◆ WORKING DATA:
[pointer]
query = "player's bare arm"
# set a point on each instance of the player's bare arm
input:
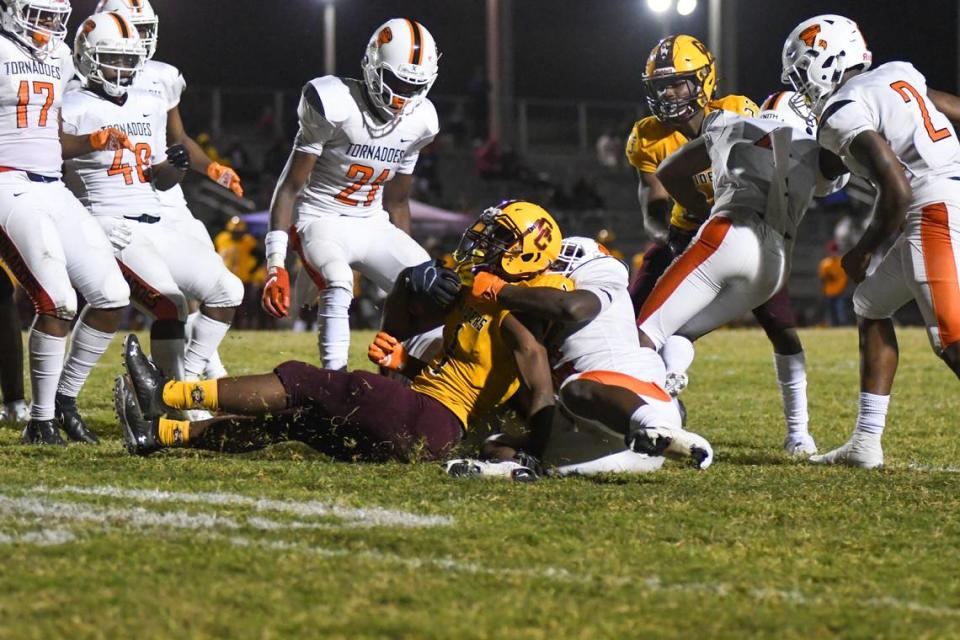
(677, 171)
(885, 171)
(396, 200)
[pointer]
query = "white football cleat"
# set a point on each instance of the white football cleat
(860, 451)
(676, 444)
(504, 469)
(800, 445)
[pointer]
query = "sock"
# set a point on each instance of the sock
(174, 433)
(792, 379)
(677, 354)
(205, 337)
(334, 325)
(86, 346)
(197, 394)
(872, 417)
(46, 363)
(168, 354)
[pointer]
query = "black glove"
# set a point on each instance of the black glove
(178, 156)
(433, 280)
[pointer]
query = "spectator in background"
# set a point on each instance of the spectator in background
(834, 284)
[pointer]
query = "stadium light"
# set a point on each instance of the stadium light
(659, 6)
(686, 7)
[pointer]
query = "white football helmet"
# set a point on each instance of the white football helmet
(576, 251)
(143, 17)
(400, 65)
(108, 51)
(40, 25)
(790, 108)
(817, 53)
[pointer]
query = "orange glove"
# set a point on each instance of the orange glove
(387, 351)
(110, 139)
(225, 177)
(276, 292)
(486, 286)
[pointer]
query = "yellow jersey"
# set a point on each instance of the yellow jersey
(651, 142)
(476, 370)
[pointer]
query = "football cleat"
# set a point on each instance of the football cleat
(41, 432)
(73, 425)
(676, 444)
(861, 450)
(146, 378)
(140, 435)
(800, 445)
(505, 469)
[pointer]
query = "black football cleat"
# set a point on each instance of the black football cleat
(42, 432)
(146, 378)
(140, 435)
(74, 426)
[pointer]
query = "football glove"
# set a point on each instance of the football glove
(276, 292)
(387, 352)
(435, 281)
(225, 177)
(110, 139)
(178, 156)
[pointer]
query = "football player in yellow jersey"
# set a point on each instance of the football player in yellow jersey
(355, 415)
(680, 80)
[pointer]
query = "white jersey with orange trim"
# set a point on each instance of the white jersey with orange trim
(609, 341)
(357, 152)
(31, 93)
(892, 100)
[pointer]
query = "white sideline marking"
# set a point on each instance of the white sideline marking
(557, 574)
(356, 517)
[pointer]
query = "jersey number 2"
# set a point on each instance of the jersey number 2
(23, 101)
(906, 91)
(362, 173)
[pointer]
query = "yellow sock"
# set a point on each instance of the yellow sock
(201, 394)
(174, 432)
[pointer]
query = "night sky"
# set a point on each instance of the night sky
(574, 49)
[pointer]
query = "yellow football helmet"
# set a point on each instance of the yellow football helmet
(680, 78)
(516, 240)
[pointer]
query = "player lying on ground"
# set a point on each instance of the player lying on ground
(361, 415)
(890, 128)
(608, 385)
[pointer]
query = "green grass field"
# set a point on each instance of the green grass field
(286, 544)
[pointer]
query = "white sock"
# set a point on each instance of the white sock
(677, 354)
(169, 355)
(86, 346)
(792, 380)
(46, 363)
(214, 368)
(205, 338)
(621, 462)
(333, 316)
(873, 414)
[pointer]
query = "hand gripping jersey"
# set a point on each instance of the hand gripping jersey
(115, 183)
(651, 142)
(892, 100)
(357, 152)
(476, 370)
(765, 167)
(31, 93)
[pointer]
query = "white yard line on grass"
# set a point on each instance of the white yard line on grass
(356, 517)
(557, 574)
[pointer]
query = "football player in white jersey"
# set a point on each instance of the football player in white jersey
(611, 388)
(349, 179)
(162, 265)
(888, 127)
(766, 171)
(166, 81)
(47, 238)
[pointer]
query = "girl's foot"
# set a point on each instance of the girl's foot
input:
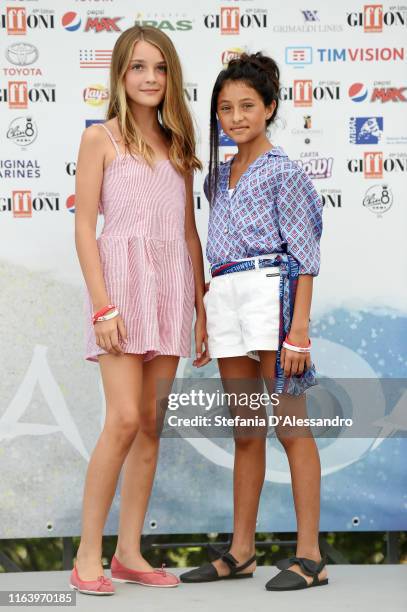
(150, 577)
(321, 576)
(228, 567)
(223, 568)
(310, 570)
(89, 568)
(93, 581)
(133, 560)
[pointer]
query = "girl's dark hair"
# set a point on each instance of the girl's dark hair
(257, 71)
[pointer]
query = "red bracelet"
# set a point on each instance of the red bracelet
(288, 342)
(102, 311)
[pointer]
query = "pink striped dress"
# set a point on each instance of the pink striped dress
(144, 256)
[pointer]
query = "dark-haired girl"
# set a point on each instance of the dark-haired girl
(263, 246)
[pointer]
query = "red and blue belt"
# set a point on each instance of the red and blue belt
(289, 273)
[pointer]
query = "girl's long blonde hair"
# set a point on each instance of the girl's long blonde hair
(173, 110)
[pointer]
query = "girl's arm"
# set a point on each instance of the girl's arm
(302, 309)
(89, 176)
(195, 251)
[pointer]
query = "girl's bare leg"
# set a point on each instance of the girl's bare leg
(249, 466)
(140, 464)
(122, 381)
(303, 457)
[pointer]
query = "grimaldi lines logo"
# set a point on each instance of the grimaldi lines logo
(22, 203)
(374, 19)
(232, 20)
(373, 165)
(18, 94)
(303, 92)
(17, 21)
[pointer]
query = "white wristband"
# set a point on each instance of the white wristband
(108, 316)
(296, 349)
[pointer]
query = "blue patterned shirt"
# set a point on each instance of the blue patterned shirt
(274, 208)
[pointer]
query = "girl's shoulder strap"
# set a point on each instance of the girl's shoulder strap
(111, 138)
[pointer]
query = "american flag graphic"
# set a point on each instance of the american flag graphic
(94, 58)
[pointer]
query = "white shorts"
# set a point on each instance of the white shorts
(243, 312)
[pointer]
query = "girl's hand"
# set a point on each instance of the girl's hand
(201, 340)
(293, 363)
(107, 335)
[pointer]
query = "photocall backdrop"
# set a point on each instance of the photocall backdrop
(342, 117)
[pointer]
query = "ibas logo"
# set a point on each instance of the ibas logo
(230, 20)
(16, 21)
(164, 22)
(374, 19)
(365, 130)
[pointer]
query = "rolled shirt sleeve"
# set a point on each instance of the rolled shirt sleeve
(206, 187)
(300, 218)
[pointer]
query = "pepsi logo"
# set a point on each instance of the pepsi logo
(357, 92)
(71, 21)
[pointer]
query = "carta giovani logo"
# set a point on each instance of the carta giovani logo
(365, 130)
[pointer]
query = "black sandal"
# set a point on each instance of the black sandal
(208, 573)
(215, 551)
(286, 580)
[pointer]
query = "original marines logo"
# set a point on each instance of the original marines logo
(378, 199)
(22, 54)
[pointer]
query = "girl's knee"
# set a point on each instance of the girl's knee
(123, 423)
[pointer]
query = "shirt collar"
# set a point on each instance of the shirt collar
(276, 151)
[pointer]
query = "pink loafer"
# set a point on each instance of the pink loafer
(101, 586)
(157, 578)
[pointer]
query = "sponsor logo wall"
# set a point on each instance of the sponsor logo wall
(342, 118)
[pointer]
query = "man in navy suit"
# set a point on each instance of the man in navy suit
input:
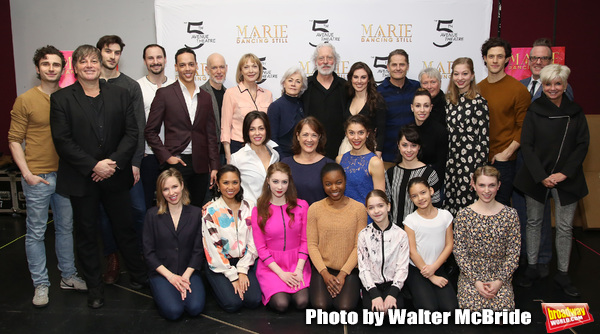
(95, 134)
(190, 144)
(540, 56)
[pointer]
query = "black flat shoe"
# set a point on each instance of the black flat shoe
(564, 282)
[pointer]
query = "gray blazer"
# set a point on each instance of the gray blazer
(207, 88)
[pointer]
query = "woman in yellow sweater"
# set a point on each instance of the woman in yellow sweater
(332, 231)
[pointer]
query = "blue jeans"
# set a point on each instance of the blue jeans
(168, 298)
(38, 198)
(138, 212)
(507, 176)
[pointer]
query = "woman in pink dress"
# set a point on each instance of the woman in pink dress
(279, 229)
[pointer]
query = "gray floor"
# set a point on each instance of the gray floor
(128, 311)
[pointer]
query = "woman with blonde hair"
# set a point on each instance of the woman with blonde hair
(467, 120)
(238, 101)
(174, 276)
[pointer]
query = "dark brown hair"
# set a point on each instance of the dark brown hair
(317, 127)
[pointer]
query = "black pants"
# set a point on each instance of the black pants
(225, 294)
(384, 289)
(149, 171)
(85, 217)
(195, 183)
(429, 296)
(347, 299)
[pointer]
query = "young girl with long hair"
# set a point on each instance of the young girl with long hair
(279, 229)
(383, 251)
(429, 231)
(408, 166)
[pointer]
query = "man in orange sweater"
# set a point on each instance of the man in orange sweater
(508, 101)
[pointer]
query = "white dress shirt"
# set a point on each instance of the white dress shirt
(148, 92)
(252, 169)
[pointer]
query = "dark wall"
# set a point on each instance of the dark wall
(525, 21)
(8, 86)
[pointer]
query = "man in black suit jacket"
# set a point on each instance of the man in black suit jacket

◆ OBJECTIVE: Collect every line of the data above that contains the word "logo".

◆ FINISHED TASK:
query = "grimaldi lines logo"
# set a point on each instance of the grimaldi lines logo
query = "ibas logo"
# set a point on each instance of the ibas logo
query = "pepsi logo"
# set a point on each instance of the pepsi logo
query = "carta giovani logo"
# set a point on each instance of the carta giovani logo
query = "original marines logo"
# set a point on each instance of the original marines logo
query = "sponsor logo wall"
# set a point on each instance of the sponsor logo wall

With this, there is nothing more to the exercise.